→ TASK BRIEF
The records below need copying. Match each line exactly.

→ RECORD SET
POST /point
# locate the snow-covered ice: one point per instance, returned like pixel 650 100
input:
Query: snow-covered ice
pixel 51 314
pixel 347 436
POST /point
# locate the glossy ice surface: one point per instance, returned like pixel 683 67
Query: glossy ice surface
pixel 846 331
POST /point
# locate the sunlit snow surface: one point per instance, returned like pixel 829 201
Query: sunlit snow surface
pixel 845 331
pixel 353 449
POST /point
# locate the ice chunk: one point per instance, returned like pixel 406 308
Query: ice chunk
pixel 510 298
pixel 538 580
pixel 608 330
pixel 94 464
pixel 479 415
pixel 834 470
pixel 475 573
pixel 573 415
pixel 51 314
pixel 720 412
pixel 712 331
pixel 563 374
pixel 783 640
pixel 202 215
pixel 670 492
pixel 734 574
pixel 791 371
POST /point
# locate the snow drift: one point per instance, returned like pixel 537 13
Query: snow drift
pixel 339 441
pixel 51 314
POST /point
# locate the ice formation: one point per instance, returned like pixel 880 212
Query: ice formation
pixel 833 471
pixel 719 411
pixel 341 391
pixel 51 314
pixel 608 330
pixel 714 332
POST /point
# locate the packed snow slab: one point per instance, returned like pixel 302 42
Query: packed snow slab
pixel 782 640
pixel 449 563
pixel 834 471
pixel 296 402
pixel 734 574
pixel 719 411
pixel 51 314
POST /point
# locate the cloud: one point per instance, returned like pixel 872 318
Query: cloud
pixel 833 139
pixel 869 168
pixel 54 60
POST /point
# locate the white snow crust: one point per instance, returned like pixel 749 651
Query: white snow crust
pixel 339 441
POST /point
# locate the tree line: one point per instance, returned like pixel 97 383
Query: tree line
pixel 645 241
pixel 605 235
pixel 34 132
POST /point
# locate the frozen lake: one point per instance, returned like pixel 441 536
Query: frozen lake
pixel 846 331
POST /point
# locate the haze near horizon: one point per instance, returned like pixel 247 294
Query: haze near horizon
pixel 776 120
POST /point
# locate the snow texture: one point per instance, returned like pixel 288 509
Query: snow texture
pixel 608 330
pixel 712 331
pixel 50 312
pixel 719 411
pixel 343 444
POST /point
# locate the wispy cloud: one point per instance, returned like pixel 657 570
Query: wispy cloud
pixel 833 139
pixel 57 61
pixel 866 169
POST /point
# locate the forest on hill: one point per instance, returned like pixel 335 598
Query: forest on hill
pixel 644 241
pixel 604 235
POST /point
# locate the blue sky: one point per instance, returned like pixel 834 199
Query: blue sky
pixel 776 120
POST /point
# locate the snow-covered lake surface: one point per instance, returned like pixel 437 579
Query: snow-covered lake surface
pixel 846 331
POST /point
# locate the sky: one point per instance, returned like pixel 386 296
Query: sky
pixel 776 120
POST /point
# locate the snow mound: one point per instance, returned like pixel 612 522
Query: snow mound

→ EXERCISE RESULT
POST /point
# locate the snow-covered ice: one point per instance, returned like pixel 650 100
input:
Query: snow-covered ice
pixel 51 314
pixel 347 436
POST /point
# locate the glossy ice surface: one point per instance, returned like pixel 683 67
Query: glossy ice surface
pixel 846 331
POST /point
# locate the sunlit snow surface: one point per instance, returned like pixel 829 201
Query: sunlit snow surface
pixel 845 331
pixel 353 449
POST /point
# locate the ice chunk: one point per instance, returned like pixel 406 308
Query: ice chunk
pixel 510 298
pixel 538 580
pixel 608 330
pixel 94 464
pixel 479 415
pixel 834 470
pixel 475 573
pixel 573 415
pixel 51 314
pixel 720 412
pixel 712 331
pixel 563 374
pixel 783 640
pixel 202 215
pixel 670 492
pixel 734 574
pixel 791 371
POST /point
# locate the snow drift: one point per instance, returned like pixel 537 13
Query: snow drift
pixel 339 441
pixel 51 314
POST /point
# locate the ice formation: one point per instance, returned like pixel 880 212
Query: ice formation
pixel 833 471
pixel 719 411
pixel 341 391
pixel 51 314
pixel 608 330
pixel 714 332
POST /point
# locate the packed snow slab: one point per instance, returned like pixel 302 42
Query: packed snow slab
pixel 782 640
pixel 449 563
pixel 834 471
pixel 296 402
pixel 734 574
pixel 719 411
pixel 51 314
POST /point
# locate the cloud: one point per instance, returned like pixel 872 318
Query: cloud
pixel 833 139
pixel 869 168
pixel 54 60
POST /point
# locate the white snow crust: one point per instance, returned like pixel 749 651
Query: white snow crust
pixel 339 441
POST /point
# locate the tree line: one point per instance, returned like pixel 97 383
Query: tree line
pixel 645 241
pixel 605 235
pixel 34 132
POST /point
# locate the frozen lake: one point per instance, returned like pixel 441 536
Query: frozen lake
pixel 846 331
POST /point
# locate the haze near horizon: one point per instance, returned like pixel 247 294
Query: haze near horizon
pixel 776 120
POST /point
# locate the snow texture: one point per instance, returned like pixel 288 509
Query: snow texture
pixel 608 330
pixel 712 331
pixel 50 312
pixel 719 411
pixel 343 444
POST /point
# locate the wispy cloud: one point per instance, returned like pixel 657 570
Query: wispy cloud
pixel 833 139
pixel 57 61
pixel 866 169
POST /point
# locate the forest on hill: one point per instance, returned like pixel 335 598
Query: forest on hill
pixel 644 241
pixel 604 235
POST /point
# locate the blue sky: one point per instance, returned like pixel 834 199
Query: blue sky
pixel 776 120
POST /point
# locate the snow-covered lake surface: one point per instance, returned like pixel 437 579
Query: snow-covered lake surface
pixel 846 331
POST /point
# locate the sky: one point per instance, returned like pixel 386 296
Query: sky
pixel 776 120
POST /point
# locate the snow mound: one point per instance, returned like pixel 612 522
Query: snow mound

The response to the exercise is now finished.